*** Opening of Text section ***
It has all been a little fraught as you may have gathered, every blog I have typed has been full of expletives and unpublishable. But now, after the event, after the big day that was today, we are all back to normality and nobody died. This is five days after the first attempt at this blog... at some point I was staggering up the street at one AM, having lost my shoes, my voice and the will to live. And perfectly sober I may add.
At this moment, when a degree of normality returned, I am lying under the dog and the duvet, sipping red wine and trying to get warm. So now, kiddiewinks, I will transport you back to the Tuesday before the BIG DAY.
It was an effing disaster of a day.
I was treating the patients as usual, they seemed to sense all was not well and bore more gifts that usual- the croissant were almond crusted, the sandwiches had mayo and not salad cream. The FPA was trying to firm up arrangements for the launch- arrangements that were already in place and were all moved a month forward as publication date changed.... then... well, the FPA was trying to keep control of her bowels as the day wound down from bad to worse.
We opened the boxes of books that had been delivered from the publisher... there were a few missing....well 33% missing. No copies at all of one of the books. And I had a major charity event on Sunday... and they need the books to sell. My poor editor only came back from holiday on Monday and we have done nothing but moan at her.... another few emails.
*** Close of Text section ***
*** Opening of Entries shown ***
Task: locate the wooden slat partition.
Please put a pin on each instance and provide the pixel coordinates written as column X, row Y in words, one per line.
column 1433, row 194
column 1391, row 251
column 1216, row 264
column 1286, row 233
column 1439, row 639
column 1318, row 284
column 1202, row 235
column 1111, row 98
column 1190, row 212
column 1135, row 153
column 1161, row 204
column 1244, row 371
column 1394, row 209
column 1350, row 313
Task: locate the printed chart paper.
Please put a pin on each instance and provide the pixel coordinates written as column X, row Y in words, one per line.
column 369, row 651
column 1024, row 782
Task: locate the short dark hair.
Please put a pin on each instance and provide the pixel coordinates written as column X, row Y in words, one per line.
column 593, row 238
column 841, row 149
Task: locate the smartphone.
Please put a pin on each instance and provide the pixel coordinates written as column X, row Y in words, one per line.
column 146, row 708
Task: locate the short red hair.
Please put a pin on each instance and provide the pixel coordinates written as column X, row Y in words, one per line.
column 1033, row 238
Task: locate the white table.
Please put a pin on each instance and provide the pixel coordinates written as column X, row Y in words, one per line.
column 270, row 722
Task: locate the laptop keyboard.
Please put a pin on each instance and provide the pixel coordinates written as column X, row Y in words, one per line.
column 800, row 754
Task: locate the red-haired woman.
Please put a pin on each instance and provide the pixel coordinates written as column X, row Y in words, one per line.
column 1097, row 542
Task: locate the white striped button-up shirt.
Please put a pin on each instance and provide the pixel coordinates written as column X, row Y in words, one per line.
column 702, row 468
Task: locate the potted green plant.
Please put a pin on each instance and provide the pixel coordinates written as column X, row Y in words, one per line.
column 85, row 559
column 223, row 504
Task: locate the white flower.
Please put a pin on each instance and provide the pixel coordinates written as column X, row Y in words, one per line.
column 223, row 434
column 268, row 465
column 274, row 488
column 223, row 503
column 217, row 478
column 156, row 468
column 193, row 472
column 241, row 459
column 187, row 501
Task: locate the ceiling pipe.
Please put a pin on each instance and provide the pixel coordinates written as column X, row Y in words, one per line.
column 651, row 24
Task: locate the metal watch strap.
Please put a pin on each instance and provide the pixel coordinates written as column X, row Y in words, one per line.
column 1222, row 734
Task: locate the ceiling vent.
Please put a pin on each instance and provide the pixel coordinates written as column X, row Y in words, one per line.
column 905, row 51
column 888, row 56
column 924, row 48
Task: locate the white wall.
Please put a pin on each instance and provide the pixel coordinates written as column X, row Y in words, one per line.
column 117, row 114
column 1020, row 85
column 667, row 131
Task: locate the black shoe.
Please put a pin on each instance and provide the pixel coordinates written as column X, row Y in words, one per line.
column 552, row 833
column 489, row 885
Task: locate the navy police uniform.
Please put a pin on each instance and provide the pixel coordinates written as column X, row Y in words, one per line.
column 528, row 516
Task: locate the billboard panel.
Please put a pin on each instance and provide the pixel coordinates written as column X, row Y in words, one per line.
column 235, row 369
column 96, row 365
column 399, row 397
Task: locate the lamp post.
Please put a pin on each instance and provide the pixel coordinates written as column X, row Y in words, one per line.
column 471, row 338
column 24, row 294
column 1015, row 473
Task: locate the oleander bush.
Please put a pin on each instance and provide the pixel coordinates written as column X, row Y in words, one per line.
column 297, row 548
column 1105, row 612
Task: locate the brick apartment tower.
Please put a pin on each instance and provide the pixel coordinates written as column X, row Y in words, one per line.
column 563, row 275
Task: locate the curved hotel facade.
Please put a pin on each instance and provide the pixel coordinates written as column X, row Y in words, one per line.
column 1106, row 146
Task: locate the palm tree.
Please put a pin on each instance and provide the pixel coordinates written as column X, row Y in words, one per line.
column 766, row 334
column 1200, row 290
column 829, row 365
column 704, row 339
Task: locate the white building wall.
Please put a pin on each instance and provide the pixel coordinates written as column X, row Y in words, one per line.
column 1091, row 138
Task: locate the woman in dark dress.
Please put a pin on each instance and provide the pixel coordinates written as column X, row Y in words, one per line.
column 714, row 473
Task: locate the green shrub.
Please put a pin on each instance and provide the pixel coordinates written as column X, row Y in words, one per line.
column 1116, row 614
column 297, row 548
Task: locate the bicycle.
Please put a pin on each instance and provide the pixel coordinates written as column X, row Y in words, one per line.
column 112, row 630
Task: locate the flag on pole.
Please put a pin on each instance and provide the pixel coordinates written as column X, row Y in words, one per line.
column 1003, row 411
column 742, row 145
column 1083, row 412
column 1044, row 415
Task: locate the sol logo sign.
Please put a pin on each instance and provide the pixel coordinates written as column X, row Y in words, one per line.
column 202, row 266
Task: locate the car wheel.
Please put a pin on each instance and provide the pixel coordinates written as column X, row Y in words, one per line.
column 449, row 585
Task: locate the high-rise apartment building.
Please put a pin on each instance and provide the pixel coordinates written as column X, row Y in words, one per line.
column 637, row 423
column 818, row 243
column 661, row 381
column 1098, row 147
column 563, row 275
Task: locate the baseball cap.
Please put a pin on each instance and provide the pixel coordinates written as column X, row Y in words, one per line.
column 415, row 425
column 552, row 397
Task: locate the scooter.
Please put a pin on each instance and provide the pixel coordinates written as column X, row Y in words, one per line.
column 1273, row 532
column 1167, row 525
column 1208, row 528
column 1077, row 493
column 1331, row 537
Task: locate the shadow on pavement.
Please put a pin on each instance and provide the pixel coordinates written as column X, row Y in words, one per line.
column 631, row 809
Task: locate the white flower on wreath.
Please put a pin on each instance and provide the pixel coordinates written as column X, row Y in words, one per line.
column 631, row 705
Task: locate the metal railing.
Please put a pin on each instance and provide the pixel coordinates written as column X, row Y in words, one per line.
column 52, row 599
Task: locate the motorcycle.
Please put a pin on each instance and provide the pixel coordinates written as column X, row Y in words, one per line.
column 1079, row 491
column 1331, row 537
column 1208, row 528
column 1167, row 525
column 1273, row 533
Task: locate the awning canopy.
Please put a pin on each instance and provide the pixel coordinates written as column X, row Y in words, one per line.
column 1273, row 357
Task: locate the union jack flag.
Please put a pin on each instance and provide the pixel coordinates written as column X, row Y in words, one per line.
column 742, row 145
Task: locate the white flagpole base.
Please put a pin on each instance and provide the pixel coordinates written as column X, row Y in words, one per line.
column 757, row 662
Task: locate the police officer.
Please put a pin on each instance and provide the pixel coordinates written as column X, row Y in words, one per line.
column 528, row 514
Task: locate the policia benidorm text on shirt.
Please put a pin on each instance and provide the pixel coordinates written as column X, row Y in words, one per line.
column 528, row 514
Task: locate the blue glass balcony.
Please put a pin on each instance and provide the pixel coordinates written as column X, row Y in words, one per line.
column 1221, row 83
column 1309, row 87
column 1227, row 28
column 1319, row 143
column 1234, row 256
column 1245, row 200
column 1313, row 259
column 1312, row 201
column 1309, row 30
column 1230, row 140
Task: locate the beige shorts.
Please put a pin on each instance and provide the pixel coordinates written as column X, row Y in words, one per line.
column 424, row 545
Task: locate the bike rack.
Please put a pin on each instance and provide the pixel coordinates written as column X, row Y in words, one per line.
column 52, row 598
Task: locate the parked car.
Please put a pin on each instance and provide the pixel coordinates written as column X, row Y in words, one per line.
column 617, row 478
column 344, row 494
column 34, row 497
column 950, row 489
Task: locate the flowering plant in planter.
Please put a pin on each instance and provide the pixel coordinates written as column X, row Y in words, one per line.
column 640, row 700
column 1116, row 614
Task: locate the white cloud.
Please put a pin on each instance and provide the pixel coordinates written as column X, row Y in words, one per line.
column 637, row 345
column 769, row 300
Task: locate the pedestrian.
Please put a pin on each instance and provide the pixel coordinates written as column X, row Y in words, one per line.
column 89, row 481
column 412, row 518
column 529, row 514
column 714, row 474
*** Close of Entries shown ***
• [Problems to work on]
1. Quote the blog post, beginning at the words "At this moment, when" and stopping after the words "the BIG DAY.".
2. Condense the paragraph of the blog post that begins "We opened the boxes of books" into a short bulleted list that keeps its main facts.
Work only from the blog post, not the listing.

• [Responses for each task]
1.
At this moment, when a degree of normality returned, I am lying under the dog and the duvet, sipping red wine and trying to get warm. So now, kiddiewinks, I will transport you back to the Tuesday before the BIG DAY.

2.
- The boxes of books delivered from the publisher were about 33% short, with no copies at all of one of the books.
- The shortage mattered because of a major charity event on Sunday that needed the books to sell.
- The editor, back from holiday only on Monday, had received nothing but moaning since, plus a few more emails.